Every line of the data below is to be retyped exactly.

*** Opening Study material ***

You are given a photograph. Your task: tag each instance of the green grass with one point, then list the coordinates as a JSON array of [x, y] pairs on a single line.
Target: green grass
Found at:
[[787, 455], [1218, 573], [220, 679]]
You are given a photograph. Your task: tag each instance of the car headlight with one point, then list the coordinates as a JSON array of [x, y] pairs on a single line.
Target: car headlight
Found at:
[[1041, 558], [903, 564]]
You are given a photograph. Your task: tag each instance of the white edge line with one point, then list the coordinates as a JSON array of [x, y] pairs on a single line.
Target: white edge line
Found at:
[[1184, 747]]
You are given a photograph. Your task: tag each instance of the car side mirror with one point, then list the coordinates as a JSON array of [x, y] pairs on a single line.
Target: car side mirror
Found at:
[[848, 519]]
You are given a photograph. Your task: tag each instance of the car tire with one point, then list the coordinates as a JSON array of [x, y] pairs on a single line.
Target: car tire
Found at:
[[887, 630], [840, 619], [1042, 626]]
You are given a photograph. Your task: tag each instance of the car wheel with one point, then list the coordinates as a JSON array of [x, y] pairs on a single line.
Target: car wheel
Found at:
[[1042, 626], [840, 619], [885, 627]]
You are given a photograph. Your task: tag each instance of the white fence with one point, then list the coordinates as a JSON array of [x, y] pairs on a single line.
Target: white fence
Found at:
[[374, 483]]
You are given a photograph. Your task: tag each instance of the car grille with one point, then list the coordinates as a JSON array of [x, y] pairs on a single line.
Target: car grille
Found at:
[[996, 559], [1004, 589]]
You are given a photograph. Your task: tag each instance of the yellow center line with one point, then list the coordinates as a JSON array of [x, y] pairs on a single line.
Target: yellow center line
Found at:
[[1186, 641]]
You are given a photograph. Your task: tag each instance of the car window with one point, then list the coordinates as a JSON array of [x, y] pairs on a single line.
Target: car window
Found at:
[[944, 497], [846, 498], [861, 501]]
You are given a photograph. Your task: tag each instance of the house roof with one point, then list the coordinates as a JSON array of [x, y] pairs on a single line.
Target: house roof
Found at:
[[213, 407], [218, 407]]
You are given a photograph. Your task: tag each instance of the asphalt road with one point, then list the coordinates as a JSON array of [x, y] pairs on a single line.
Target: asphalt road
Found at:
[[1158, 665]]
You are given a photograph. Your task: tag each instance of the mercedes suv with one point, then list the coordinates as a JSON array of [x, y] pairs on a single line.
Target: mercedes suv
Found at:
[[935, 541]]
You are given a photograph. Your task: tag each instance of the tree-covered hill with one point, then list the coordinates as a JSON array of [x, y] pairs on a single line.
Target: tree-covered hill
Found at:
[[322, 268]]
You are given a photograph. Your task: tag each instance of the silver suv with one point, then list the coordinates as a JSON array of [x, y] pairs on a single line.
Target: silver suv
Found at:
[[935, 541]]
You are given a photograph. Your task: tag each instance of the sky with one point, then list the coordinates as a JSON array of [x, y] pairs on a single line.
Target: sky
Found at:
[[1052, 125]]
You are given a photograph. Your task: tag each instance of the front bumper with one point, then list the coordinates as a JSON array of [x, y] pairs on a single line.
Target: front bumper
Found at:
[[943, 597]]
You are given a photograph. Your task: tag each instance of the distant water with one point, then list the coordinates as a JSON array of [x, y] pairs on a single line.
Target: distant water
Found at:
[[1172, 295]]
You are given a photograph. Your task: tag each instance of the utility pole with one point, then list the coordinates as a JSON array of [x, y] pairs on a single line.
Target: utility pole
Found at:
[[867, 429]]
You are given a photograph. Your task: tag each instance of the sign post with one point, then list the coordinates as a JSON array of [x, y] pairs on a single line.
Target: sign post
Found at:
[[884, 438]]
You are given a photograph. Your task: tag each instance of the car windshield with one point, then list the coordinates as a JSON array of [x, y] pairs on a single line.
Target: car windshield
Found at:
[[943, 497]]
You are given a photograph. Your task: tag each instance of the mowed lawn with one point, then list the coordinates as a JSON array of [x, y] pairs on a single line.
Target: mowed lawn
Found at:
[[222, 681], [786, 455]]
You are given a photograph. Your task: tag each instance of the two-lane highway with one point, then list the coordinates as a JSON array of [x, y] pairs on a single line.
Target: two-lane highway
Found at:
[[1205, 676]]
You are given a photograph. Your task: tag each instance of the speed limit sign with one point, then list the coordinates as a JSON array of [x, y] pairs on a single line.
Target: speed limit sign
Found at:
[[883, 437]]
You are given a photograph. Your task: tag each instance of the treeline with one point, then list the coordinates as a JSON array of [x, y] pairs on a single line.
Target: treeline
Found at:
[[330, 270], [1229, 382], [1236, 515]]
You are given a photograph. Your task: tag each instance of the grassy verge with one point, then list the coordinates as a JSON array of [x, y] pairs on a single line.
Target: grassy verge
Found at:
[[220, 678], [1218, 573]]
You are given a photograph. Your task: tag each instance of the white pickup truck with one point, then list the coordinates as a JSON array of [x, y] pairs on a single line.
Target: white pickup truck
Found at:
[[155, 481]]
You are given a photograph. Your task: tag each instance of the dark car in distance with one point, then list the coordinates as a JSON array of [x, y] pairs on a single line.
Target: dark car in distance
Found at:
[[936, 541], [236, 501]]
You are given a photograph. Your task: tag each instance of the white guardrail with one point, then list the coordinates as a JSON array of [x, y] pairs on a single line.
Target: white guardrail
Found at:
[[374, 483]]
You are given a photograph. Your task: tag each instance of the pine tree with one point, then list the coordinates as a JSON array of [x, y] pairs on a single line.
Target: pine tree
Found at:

*** Closing Study material ***

Written response ->
You are given a photograph. Your task: tag each instance of the green grass with one point, then list the coordinates as a JSON array of [x, y] pairs on a single line.
Target: green grass
Found at:
[[787, 455], [1218, 573], [220, 679]]
You are given a photograph. Your task: tag each instance of the car headlight with one point, then list the coordinates as a JSON array of [x, y] pairs on a single line.
Target: car headlight
Found at:
[[1041, 558], [903, 564]]
You are given a photograph. Your task: tag each instance of the white edge line with one point, then list the coordinates as a JSON array of [x, y] pairs on a single line.
Target: white edge line
Found at:
[[1184, 747]]
You are given a photograph. Your task: tag each instance of the car side mirror with one point, then list the coordinates as a JSON array of [x, y] pairs on a single line.
Target: car side mirror
Found at:
[[848, 519]]
You are given a photograph. Your task: tag each instance of the car tire with one point, then list the coordinates as a JSON array of [x, y] pairs on a single line.
Target: car tire
Found at:
[[887, 630], [840, 619], [1042, 626]]
You are given a photograph. Your task: tag each instance of the car wheel with one point, then list the coordinates as a JSON array of [x, y] pairs on a single line.
Target: car wheel
Found at:
[[1042, 626], [840, 619], [885, 627]]
You are given a photograph. Your task: tag each instance of the white fence with one point, then list the coordinates as a JSON array of [x, y] pairs on a single line.
Target: white fence
Found at:
[[374, 483]]
You are given a photograph. Your task: tag each instance of the car grille with one point, then list the coordinates as a JSON array of [x, y] pairs on a single line.
Target: car grille
Found at:
[[996, 559], [1004, 589]]
You are given a photograph. Your task: tag each instance of the yellow center line with one point, then list the coordinates as a JSON array of [x, y] pairs on a single line.
Target: yellow center line
Found at:
[[1186, 641]]
You are given a photograph. Your task: tag each instance of the car window with one point, then list the coordinates as a JSON array of [x, y] pairs on a single line.
Target: car window
Found at:
[[944, 497], [846, 498], [861, 501]]
You are given a photograph. Your task: tag each instance of the house roof with one point, then list the coordinates as a JSON array of [x, y] pairs on a single line.
Target: house roof
Found at:
[[213, 407], [218, 407]]
You are given a photograph. Your task: tag each instance of the asphalt road with one point, then list the coordinates as a JSON array of [x, y] pairs on a single line.
Target: asphalt road
Found at:
[[1158, 665]]
You are given a photograph. Your task: tag each instance of the mercedes suv with one point, then list the coordinates as a JSON array of [x, y] pairs on a single line.
Target: mercedes suv
Found at:
[[935, 541]]
You are given a photograph. Your task: tag each instance of the tree-covered hill with one point, then list the coordinates as a JSON array of [x, y] pairs on a single line.
Target: tree-covered hill
Found at:
[[322, 268]]
You are given a photograph. Your task: tag each instance of the silver suv with one point, then list the coordinates as a JSON array of [x, y] pairs on a single line.
Target: silver suv
Found at:
[[935, 541]]
You are given a photograph. Your task: tag each instance of the sky with one point, then list the coordinates as a JSON array of [x, y] pairs on a single line.
Target: sky
Found at:
[[1052, 125]]
You are given a photograph. Your task: tag each instance of the front bumper with one point, then list the coordinates as a JSON array of [x, y] pairs on a single line.
Target: front bumper
Found at:
[[943, 597]]
You are given a photograph. Your task: tag each instance of the distant water with one point, then list the coordinates as a JSON array of [x, y] pairs on a single line.
Target: distant water
Found at:
[[1172, 295]]
You are given a photograph. Your task: tag each instance of the utility pole with one point, then list the coordinates as a JSON array of [x, y] pairs on a single line.
Target: utility pole
Found at:
[[867, 429]]
You are given a photograph. Your task: tag each instance of the sign post with one point, then list the coordinates as a JSON array of [x, y] pairs on a single line.
Target: sign post
Found at:
[[884, 438]]
You are given a photograph. Your task: tag each instance of the car windshield with one point, then list the coordinates as a JSON array of [x, y] pairs on a single line.
Target: car windshield
Found at:
[[943, 497]]
You are given a photograph. Your task: tag each instance of the mowed lawn with one point, then list the coordinates as a JSON array of [x, y] pairs on a single line.
Target: mowed lawn
Found at:
[[222, 681], [786, 455]]
You are given a photograph. Your task: tag each instance of the two-lane highway with one point, then list the coordinates as a JSON array of [x, y] pairs on a single line.
Target: two-lane highway
Found at:
[[1205, 676]]
You are given a photograph. Your task: tag each instance of the speed limit sign with one point, then list the coordinates as a JSON array of [x, y] pairs on a single line.
Target: speed limit sign
Found at:
[[883, 437]]
You are given a photograph. Your task: tag each instance of the treeline with one point, then list the coordinates as a JSON array of [x, y] pairs on a single line.
Target: treeline
Found at:
[[330, 270], [1229, 382], [1236, 515]]
You are given a photograph. Your task: tag each instance of the grassy verge with one point, then list the coordinates as a JSON array of [x, y] pairs on a single line.
Target: grassy verge
Found at:
[[220, 678], [1218, 573]]
You are given a photograph. Your task: tag each instance of the white pickup truck with one point, then list the coordinates as a JSON array of [x, y] pairs on a single line.
Target: white pickup truck
Found at:
[[155, 481]]
You are given a photograph. Your task: tag each instance of the dark car in distance with one point, then list the coordinates as a JSON array of [x, y] pairs on a single line.
Target: dark car in distance
Found at:
[[936, 541], [236, 501]]
You are given a photograph. Your task: tag each instance of the white guardrail with one point, then list the coordinates as a JSON array of [x, y] pairs on a single line.
Target: white guardrail
Found at:
[[374, 483]]
You are given a photograph. Your task: tag each instance of the pine tree with one point, then list the coordinates as a JSON array of [x, y] pairs on a single line.
Target: pine tree
Found at:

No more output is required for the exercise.